Provided text:
--- start ---

This is an archive of the discontinued LLVM Phabricator instance.

[OpenMP][libomptarget] Add runtime function for pushing coalesced global records
ClosedPublic

Authored by gtbercea on Oct 11 2018, 8:20 AM.

Details

Summary

In the case of coalesced global records, we need to push the exact data size passed in. This patch fixes this by outlining the common functionality of the previous push function and by adding a separate entry point for coalesced pushes. The pop function remains unchanged.

Diff Detail

Repository
rOMP OpenMP

Event Timeline

gtbercea created this revision.Oct 11 2018, 8:20 AM
grokos accepted this revision.Oct 11 2018, 8:41 AM

Looks good.

This revision is now accepted and ready to land.Oct 11 2018, 8:41 AM

I guess this will break the case when the DataSize passed to __kmpc_data_sharing_push_stack() needs additional alignment: With this change it is handled in data_sharing_push_stack_common() but __kmpc_data_sharing_push_stack() will determine PushSize without the adjustment and do the final pointer arithmetic.

I guess this will break the case when the DataSize passed to __kmpc_data_sharing_push_stack() needs additional alignment: With this change it is handled in data_sharing_push_stack_common() but __kmpc_data_sharing_push_stack() will determine PushSize without the adjustment and do the final pointer arithmetic.

--- end ---

Directions for this task: Continue the code review discussion above about pushing coalesced global records, starting right after its last comment.

Information provided:
--- start ---

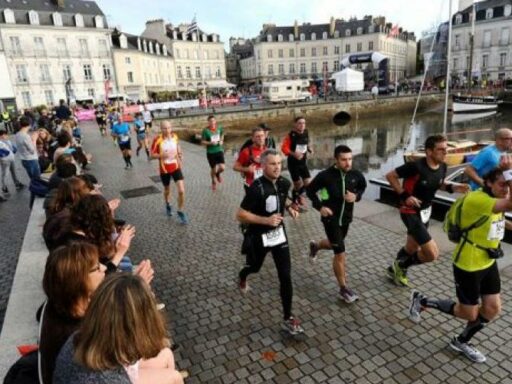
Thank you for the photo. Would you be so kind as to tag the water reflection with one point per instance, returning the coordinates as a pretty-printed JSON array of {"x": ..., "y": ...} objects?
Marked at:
[{"x": 378, "y": 143}]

--- end ---

Exercise output:
Why DataSize might require an additional alignment? The DataSize must be already aligned.

gtbercea updated this revision to Diff 169252.Oct 11 2018, 10:56 AM

Ensure PushSize is multiple of 8 bytes.

I guess this will break the case when the DataSize passed to __kmpc_data_sharing_push_stack() needs additional alignment: With this change it is handled in data_sharing_push_stack_common() but __kmpc_data_sharing_push_stack() will determine PushSize without the adjustment and do the final pointer arithmetic.

Why DataSize might require an additional alignment? The DataSize must be already aligned.

It's required in __kmpc_data_sharing_push_stack() for some cases, please see D52655.
Another problem with this patch is that __kmpc_data_sharing_push_stack() is adding the lane offset to the return value of omptarget_nvptx_SimpleThreadPrivateContext::Allocate(). AFAICS this will break lastprivate which requires the same buffer for all threads.

Anyway, you must do what you think to be correct.

I guess this will break the case when the DataSize passed to __kmpc_data_sharing_push_stack() needs additional alignment: With this change it is handled in data_sharing_push_stack_common() but __kmpc_data_sharing_push_stack() will determine PushSize without the adjustment and do the final pointer arithmetic.

Why DataSize might require an additional alignment? The DataSize must be already aligned.

It's required in __kmpc_data_sharing_push_stack() for some cases, please see D52655.

It is another problem. The problem is that the StackP pointer is unaligned after all the pointer maths. The DataSize itself should not be aligned.

Another problem with this patch is that __kmpc_data_sharing_push_stack() is adding the lane offset to the return value of omptarget_nvptx_SimpleThreadPrivateContext::Allocate(). AFAICS this will break lastprivate which requires the same buffer for all threads.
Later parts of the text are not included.